◆ MATERIAL TO PROCESS
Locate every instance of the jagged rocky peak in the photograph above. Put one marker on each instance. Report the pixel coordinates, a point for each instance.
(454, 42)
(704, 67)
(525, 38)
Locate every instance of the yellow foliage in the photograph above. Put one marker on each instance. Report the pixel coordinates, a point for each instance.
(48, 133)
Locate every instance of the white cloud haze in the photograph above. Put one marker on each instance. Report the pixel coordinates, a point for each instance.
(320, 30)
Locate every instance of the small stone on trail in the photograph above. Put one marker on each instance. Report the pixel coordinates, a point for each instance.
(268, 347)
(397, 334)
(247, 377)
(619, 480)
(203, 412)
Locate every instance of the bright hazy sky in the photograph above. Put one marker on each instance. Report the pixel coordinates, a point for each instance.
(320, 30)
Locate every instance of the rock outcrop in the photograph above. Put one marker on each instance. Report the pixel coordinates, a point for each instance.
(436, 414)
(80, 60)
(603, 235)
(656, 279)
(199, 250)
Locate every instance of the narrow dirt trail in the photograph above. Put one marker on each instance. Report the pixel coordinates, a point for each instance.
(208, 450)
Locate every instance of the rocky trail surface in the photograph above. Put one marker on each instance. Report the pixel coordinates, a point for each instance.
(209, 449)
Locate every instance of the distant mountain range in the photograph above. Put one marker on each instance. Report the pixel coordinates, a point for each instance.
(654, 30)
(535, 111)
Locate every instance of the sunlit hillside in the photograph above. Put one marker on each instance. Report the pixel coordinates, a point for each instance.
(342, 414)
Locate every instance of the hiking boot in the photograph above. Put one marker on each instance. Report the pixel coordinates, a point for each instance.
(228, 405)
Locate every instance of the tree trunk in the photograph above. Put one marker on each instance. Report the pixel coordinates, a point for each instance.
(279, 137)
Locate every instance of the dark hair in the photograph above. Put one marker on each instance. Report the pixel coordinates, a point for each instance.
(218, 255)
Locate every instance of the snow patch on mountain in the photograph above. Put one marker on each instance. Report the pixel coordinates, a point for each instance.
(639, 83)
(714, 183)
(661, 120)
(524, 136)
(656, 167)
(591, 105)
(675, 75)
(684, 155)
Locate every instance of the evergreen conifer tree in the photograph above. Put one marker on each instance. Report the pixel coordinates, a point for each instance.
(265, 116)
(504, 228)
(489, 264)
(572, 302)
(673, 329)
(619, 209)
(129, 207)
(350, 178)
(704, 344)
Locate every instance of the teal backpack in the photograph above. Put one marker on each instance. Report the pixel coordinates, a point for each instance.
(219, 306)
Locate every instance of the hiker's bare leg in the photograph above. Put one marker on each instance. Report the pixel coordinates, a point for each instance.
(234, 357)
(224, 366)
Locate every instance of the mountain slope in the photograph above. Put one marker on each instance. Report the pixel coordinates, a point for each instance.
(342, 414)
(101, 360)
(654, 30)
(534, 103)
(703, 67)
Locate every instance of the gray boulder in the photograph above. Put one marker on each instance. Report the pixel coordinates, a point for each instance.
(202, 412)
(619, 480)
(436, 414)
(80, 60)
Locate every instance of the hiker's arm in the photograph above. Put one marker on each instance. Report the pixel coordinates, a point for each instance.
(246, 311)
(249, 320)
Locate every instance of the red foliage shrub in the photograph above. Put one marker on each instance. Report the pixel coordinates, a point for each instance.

◆ BRIEF
From the first line to the last, copy the records exactly as they appear above.

◆ WRITTEN ANSWER
Locate every instance of the jagged rocky peak in the photograph above. Put one marker on each instance. Report the pixel coordinates, a point for each instance.
(454, 42)
(704, 67)
(525, 38)
Locate every instance of the yellow foliage in the photograph above. Put one marker on each instance. Report the pixel coordinates, a point for each instance.
(48, 133)
Locate every instance of the white cloud haze in the photograph above. Put one marker on each instance. Report the pixel coordinates, a point for each instance.
(320, 30)
Locate every instance of the small stone on trail in the photograph above. Put one marker on each instance. Report the pixel coordinates, a point for each instance.
(268, 347)
(397, 334)
(247, 377)
(619, 480)
(203, 412)
Locate every instance of the bright hazy sky in the photograph above. Put one marker on each instance. Report the pixel coordinates, a point for each instance.
(320, 30)
Locate every instance of the rock outcrop in the photograph above. Put one marker on each instance. Report the pixel coordinates, a point for each instance.
(436, 414)
(80, 60)
(603, 235)
(656, 279)
(199, 250)
Locate every instance of the narrow dirt trail in the photograph above. Put one marker on each instance. Report the pixel coordinates, a point for each instance.
(208, 450)
Locate every instance of the rocky trail surface in the photograph above. Put one marker on each instance. Report the pixel coordinates, a point for each instance.
(209, 449)
Locate every instance of the distant mountain range in the photograph above. Put one marker on each instance. Report the pixel coordinates, a point for each instance.
(654, 30)
(535, 111)
Locate every instance of the sunlit hillside in the photograph above. Put one marker on each instance. Report the pixel coordinates, a point for each instance.
(342, 414)
Locate every instance of the hiking boot in the photograph above. Put one marker on each instance. Report the pixel coordinates, a point for each instance.
(228, 405)
Locate every instance of the tree trunk in the photograph above. Put one marker on each instance. Report the pixel coordinates, a point for each instance.
(279, 137)
Locate every instance of the dark hair in the photograph above. Put one marker on each instance. Report the pixel coordinates, a point for each instance.
(218, 255)
Locate every instance of the snow patch on mountain in the photograph above. Put one marker on each instance. Report the pixel coordinates, a point for each instance.
(639, 83)
(714, 183)
(661, 120)
(524, 136)
(656, 167)
(591, 105)
(675, 75)
(684, 155)
Locate every instance of the evergreen conifer tree in the photograph above. Put one marker on each instance. Report the pixel coordinates, a point for each instance.
(265, 116)
(504, 228)
(489, 264)
(572, 302)
(673, 329)
(619, 209)
(129, 207)
(350, 178)
(704, 344)
Locate every instance of the teal backpack in the photograph above. Put one marker on each instance. Report the pixel coordinates, a point for each instance.
(219, 306)
Locate every instance of the hiker's bare leg in the photograph above. Put one marker on each instance. Report the pixel coordinates, a point for each instance.
(234, 357)
(224, 366)
Locate every instance of the mountain slope in the photograph above. Put one marker on each instance. Report the pixel coordinates, a point for each instance.
(342, 414)
(101, 360)
(654, 30)
(534, 103)
(703, 67)
Locate every instance of the gray boulder in the photograph above. Put one marker on each instance. Report the pixel coordinates, a point for each instance.
(202, 412)
(619, 480)
(436, 414)
(80, 60)
Locate every instance of the hiker's arm in the photograph above. Put one marker on each instance. Report the pixel coordinates, a point for each instance.
(246, 311)
(249, 320)
Locate every instance of the red foliage shrub in the photograph above. Put one marker on each instance. Report the pixel coordinates, a point for each instance.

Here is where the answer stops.